A block of data
##############################

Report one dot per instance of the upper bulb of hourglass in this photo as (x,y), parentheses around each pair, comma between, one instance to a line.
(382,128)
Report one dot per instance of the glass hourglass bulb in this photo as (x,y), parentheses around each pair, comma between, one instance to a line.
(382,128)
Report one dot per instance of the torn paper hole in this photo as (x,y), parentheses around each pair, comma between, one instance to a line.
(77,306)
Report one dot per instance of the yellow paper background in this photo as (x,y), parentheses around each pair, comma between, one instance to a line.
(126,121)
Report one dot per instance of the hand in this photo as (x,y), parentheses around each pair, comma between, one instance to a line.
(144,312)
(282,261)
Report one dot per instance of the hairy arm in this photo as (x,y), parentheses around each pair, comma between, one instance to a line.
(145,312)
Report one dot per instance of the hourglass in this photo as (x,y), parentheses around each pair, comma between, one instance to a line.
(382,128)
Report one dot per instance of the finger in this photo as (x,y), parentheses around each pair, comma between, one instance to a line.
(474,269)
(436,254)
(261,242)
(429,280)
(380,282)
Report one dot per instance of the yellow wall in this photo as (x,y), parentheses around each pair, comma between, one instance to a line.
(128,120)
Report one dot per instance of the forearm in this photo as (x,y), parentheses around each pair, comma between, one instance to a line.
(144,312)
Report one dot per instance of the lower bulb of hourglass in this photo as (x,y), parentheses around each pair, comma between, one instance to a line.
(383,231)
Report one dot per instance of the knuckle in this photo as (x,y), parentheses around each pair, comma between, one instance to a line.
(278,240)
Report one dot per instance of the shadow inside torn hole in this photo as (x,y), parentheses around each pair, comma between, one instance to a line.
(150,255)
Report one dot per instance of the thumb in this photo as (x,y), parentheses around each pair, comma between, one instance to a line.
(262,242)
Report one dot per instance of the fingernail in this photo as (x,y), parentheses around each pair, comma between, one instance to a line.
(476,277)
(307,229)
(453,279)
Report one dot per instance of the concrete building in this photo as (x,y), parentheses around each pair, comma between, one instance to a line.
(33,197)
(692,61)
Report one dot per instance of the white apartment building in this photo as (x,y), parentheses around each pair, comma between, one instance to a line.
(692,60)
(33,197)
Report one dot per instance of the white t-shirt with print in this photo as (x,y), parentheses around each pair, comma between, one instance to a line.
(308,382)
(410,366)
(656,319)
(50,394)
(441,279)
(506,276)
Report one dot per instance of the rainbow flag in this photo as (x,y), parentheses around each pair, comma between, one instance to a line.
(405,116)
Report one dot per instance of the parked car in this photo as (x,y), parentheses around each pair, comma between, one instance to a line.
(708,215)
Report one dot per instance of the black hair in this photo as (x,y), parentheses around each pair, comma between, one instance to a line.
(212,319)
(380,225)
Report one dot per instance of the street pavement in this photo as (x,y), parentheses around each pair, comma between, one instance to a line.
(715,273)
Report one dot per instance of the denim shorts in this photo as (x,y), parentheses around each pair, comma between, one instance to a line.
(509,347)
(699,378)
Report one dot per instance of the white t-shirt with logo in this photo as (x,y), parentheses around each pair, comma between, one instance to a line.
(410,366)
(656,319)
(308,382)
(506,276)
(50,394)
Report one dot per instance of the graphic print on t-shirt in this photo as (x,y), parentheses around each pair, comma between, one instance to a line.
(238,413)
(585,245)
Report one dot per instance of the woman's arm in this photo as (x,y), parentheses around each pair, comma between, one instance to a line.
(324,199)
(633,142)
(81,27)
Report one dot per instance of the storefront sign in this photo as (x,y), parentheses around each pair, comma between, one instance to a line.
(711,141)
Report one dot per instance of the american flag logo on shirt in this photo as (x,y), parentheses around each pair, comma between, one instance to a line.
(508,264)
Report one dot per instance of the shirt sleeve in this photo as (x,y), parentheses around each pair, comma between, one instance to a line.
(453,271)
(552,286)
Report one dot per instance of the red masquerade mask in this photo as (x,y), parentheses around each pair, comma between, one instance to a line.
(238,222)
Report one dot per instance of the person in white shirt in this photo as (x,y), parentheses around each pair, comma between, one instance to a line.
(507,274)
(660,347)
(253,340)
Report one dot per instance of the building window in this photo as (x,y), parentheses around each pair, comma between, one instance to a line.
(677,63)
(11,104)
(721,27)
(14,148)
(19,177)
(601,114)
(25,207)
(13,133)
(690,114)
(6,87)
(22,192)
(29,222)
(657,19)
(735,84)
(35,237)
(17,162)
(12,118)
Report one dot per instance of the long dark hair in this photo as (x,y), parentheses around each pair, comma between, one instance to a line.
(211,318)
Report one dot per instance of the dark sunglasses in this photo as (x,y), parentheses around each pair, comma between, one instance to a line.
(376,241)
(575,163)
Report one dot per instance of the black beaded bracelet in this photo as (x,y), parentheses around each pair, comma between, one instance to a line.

##############################

## Short exercise
Rewrite the data above, substituting "a single point per instance" for each occurrence of "one dot per instance" and leaving every other character unchanged.

## Final result
Report a single point per instance of the upper bulb of hourglass in this photo as (x,y), parentheses around each pair, comma between, one instance to a line.
(382,128)
Report a single point per instance of the glass hourglass bulb in this photo as (x,y), parentheses around each pair, comma between, one instance to a line.
(382,128)
Report a single point per instance of the torn paper hole in this photo as (x,y), parentheses around each pair, comma between, one instance to a line.
(77,306)
Report a single point per instance of the yellow paper background in this photo as (x,y), parentheses around each pair, comma between, one instance to a line.
(126,121)
Report a single point per instance of the hand in this photo as (x,y), parentheses around each pair, comma between, one instance to a line.
(144,312)
(282,261)
Report a single point per instance of the hairy arm in this photo as (x,y), parentheses around each pair, comma between, one instance to a line.
(145,312)
Report a single point per instance of the hourglass in this photo as (x,y), parentheses around each pair, comma between, one instance to a line.
(382,128)
Report a single point per instance of the finger in this photo as (x,y), parentheses around each pair, comma between, one instance to a line.
(474,269)
(436,254)
(261,242)
(429,280)
(380,282)
Report a single point per instance of the yellow wall in this photo as (x,y), parentheses around each pair, comma between, one instance to a line.
(128,120)
Report a single point per instance of the forearm in this photo as (x,y), parentheses around each pair, comma between, one instance to a line.
(144,312)
Report a single point per instance of the lower bulb of hourglass in this photo as (x,y), parentheses around each pair, comma between, one instance to a line.
(383,231)
Report a single point per instance of the knuckle in this photo as (x,y), parentheses around each pair, comma between, one instance to a line.
(278,240)
Report a single point per instance of the shadow inside torn hole in this photo as (x,y), parentheses around each pair, comma between, one instance to a line.
(150,255)
Report a single point per instance of the thumb in this photo as (x,y), parentheses around each pair, comma between, one instance to a line.
(262,242)
Report a single point per instance of the fingernail in this photo as (x,y), parentheses around each pair, comma between, one instance to a line.
(476,277)
(307,229)
(453,279)
Report a single point per instance of the concrete building in this photo as (x,y), parentheses around each pair, comma between, one instance to a line.
(33,197)
(692,61)
Report a single point per instance of the white apartment building in this photo as (x,y), parentheses around each pair, comma between, one instance to a line.
(692,60)
(33,197)
Report a single point per instance of the white t-shirt with print in this photo as (x,y), parentheses around each pair, comma between, one instance to a line.
(308,382)
(410,366)
(656,319)
(50,394)
(441,279)
(506,276)
Report a single point per instance of the rainbow flag in this photo as (x,y), parentheses around each pair, comma between, one instance to a line.
(405,116)
Report a single point per instance of the parked car in this photo as (x,y), parentheses around each pair, comma between, one instance to a line.
(708,215)
Report a single point per instance of the black hair in this photo as (x,y), parentheses around each pair, comma between, one instance to a line.
(212,319)
(380,225)
Report a single point per instance of the street pavement in this photo as (x,y), parentheses around each pair, comma between, one instance to a line.
(715,273)
Report a single point per instance of the denim shorts in this photo as (x,y), parentheses around each pair, comma between, one instance to a line.
(509,347)
(699,378)
Report a single point per instance of the white t-shirt with logo in this photo as (x,y), parentheses around each pair, comma between, one instance to a line.
(410,366)
(656,319)
(308,382)
(506,276)
(50,394)
Report a single point per instance of the graphic print on t-shirt in this photo as (x,y), parentheses around each pair, comma between, one instance to a line.
(238,413)
(585,245)
Report a single point per instance of the woman's arm in this photo as (x,y), parentheses around each pair, comma between, one instance to a line.
(324,199)
(633,142)
(81,27)
Report a single point per instance of the storefront sign in this photo as (x,y), parentheses around each pair, comma between, one instance to a line.
(711,141)
Report a single point per instance of the american flag logo on shirt in this photo as (x,y), parentheses around each pair, comma between, one instance to a line.
(508,264)
Report a single point per instance of the shirt sleeve in this photo as (x,y), parentheses around each pair, comma between, one instance to a line.
(453,271)
(552,286)
Report a single point per instance of the red masquerade mask in this photo as (x,y), parentheses around each pair, comma between, one instance to a line.
(238,222)
Report a single point per instance of the person in white shirt in this photo as (x,y), parentheses around each pair, comma between, one instance to a line.
(507,274)
(660,347)
(253,340)
Report a single point per instance of the building window in this photo as (x,y), parentheses around each pair, comma between, one instance to a line.
(677,63)
(11,104)
(721,27)
(14,148)
(19,177)
(601,114)
(25,207)
(13,133)
(690,114)
(6,87)
(22,192)
(29,222)
(657,19)
(735,84)
(35,237)
(17,162)
(12,118)
Report a single point per instance of the long dark hair in this photo as (x,y), parentheses around each pair, comma between, one instance to a line.
(211,318)
Report a single point per instance of the dark sunglasses in this photo as (x,y), parentheses around each pair, comma between, one instance to a line.
(376,241)
(575,163)
Report a single point per instance of the black beaded bracelet in this photo as (x,y), parentheses around each pair, comma between, one instance to a line.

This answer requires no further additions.